▸ **WHAT NEEDS TO BE DONE**
Pick up the text on CPE deficiency and obesity after its last sentence and continue it.

▸ **DOCUMENT TEXT**

Content starts

CPE deficiency is a recessive condition, so an individual would need to inherit the altered genetic sequence from both parents to be affected. In the study, Dr Blakemore and colleagues discuss a young woman who carries two copies of the mutation, and as such, cannot make the enzyme.

The frequency of the CPE gene defect is currently unknown, but Dr Blakemore is currently screening 1500 obese adults to see whether there are other cases.

Referring to the wider issue of genetic causes of obesity, she pointed out that the number of genetic forms of obesity is unknown because obese people are "simply not usually tested."

She added that these conditions are rare in the general population but are much more common in people who are seriously obese.

Referring to unpublished data from her group, she noted that at least 10% of people with a body mass index greater than 50 kg/m2 were likely to have a genetic cause, but this takes into account only genes known to be linked to severe obesity. There are likely many relevant gene defects left to discover, she noted.

"Obese children have been investigated much more than adults. In one study, mutations in just one gene (MC4R) were responsible for one in 20 cases of severe obesity in children," she said. "As sequencing becomes cheaper and more practical for clinical applications, we are finding more and more genetic causes of obesity like this."

An Unusual Case

Dr Blakemore investigated the CPE gene defect in a young Sudanese woman and her family, recruited from the adult genetic obesity clinic at Imperial College Healthcare NHS Trust, London.

The woman has an unusual combination of symptoms, including obesity, diabetes, reproductive-system problems, and learning difficulties.

Describing the patient's situation, Dr Blakemore said she had been obese since childhood and by the age of 20 weighed twice her expected healthy weight. Also, her parents were first cousins. "Initially, it was thought that the patient had an inherited form of obesity called Prader-Willi syndrome, but tests for that condition were negative."

Content ends

(Records from a data collection)

Content starts

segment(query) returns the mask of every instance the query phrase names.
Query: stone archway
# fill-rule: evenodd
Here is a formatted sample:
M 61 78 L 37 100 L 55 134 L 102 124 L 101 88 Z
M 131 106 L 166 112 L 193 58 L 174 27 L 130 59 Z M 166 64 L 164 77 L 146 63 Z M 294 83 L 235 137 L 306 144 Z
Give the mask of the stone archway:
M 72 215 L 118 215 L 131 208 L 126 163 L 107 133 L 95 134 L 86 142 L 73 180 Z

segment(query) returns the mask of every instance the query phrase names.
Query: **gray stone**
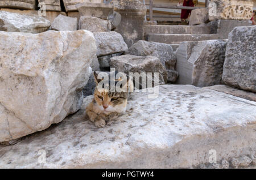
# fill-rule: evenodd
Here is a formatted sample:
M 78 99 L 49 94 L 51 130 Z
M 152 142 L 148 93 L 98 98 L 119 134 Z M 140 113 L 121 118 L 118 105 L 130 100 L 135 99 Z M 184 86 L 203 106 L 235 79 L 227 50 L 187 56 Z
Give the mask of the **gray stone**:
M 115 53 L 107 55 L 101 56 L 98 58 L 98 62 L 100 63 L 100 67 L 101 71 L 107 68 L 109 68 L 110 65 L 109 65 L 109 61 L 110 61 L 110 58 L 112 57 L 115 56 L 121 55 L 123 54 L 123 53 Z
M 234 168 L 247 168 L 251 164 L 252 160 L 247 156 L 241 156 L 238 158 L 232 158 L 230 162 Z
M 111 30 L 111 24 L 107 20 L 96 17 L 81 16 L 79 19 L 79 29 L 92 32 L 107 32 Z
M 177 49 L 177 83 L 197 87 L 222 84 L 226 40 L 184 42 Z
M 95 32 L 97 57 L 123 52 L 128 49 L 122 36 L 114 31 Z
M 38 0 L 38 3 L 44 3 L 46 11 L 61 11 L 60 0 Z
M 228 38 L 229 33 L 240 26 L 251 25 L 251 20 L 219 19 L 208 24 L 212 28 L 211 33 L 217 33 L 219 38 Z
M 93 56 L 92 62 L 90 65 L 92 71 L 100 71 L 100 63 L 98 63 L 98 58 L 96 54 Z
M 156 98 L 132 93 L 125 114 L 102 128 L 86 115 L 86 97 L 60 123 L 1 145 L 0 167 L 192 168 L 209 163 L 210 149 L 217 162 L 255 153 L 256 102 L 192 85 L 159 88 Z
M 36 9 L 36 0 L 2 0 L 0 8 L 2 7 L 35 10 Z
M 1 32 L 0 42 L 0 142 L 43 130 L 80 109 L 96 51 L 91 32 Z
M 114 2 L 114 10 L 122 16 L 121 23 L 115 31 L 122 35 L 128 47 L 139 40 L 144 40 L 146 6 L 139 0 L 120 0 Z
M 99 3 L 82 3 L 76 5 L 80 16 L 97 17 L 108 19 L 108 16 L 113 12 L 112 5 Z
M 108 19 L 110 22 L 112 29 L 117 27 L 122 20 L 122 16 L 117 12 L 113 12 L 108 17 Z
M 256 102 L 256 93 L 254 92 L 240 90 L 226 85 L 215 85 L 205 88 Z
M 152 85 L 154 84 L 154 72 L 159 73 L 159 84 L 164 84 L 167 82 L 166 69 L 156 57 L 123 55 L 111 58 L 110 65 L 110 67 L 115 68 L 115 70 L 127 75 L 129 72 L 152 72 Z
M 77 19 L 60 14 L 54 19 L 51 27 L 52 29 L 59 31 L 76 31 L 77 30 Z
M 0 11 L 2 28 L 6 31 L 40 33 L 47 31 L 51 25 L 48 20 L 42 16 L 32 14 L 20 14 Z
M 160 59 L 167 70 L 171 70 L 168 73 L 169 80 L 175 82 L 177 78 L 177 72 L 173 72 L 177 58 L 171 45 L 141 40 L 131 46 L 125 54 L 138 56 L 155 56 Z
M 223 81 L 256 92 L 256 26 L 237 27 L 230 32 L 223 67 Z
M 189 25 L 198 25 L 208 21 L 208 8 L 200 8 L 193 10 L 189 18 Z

Content ends

▸ **FINAL ANSWER**
Curious to know the cause of the patient's obesity and help her if possible, the patient's endocrinologist and coauthor, Dr Tony Goldstone, Imperial College Healthcare NHS Trust, referred the young woman to Dr Blakemore for investigation into a potential genetic cause for her condition.

After sequencing the coding and regulatory regions of the genome (the exome), first author Dr Sanne Alsters, also of Imperial College, examined the previously known obesity-causing genes, but drew a blank.

"Then we looked at genes that caused obesity in animal models. CPE is one of these genes, and we saw immediately that the patient had two copies of a particularly damaging genetic change, which meant she was unable to make the CPE enzyme," explained Dr Blakemore.

Clinical Significance of the Finding

The authors write that the patient "exhibits hypogonadotropic hypogonadism and intellectual disability, which may be diagnostic features of CPE deficiency, and so genetic investigation of CPE is warranted in similar cases where other known genetic causes have been excluded, especially with coexistent obesity."

Dr Blakemore stressed that there are several immediate benefits of identifying a genetic cause of disease to patients. "First, we should not underestimate the psychological value of having a diagnosis. This helps families understand and cope with their health problems and may also unlock treatment options not open to undiagnosed patients."

Furthermore, a diagnosis might also shed light on less obvious aspects of the disorder that may be checked for and managed. "Genetic counseling and specialized lifelong support might be offered to allow patients to live as healthy a life as possible."

Finally, in their conclusion, the authors note that ongoing detailed phenotyping of patients and family members with CPE gene defects, "including assessment of circulating levels of hormones regulating glycemia and appetite regulation, would further clarify the role of the CPE prohormone/peptide-processing enzyme in human physiology."

"More generally, the enhanced understanding of disease mechanisms may highlight new targets for treatment or inform management strategies," Dr Blakemore concludes.

Dr Blakemore and coaouthors report no relevant financial relationships.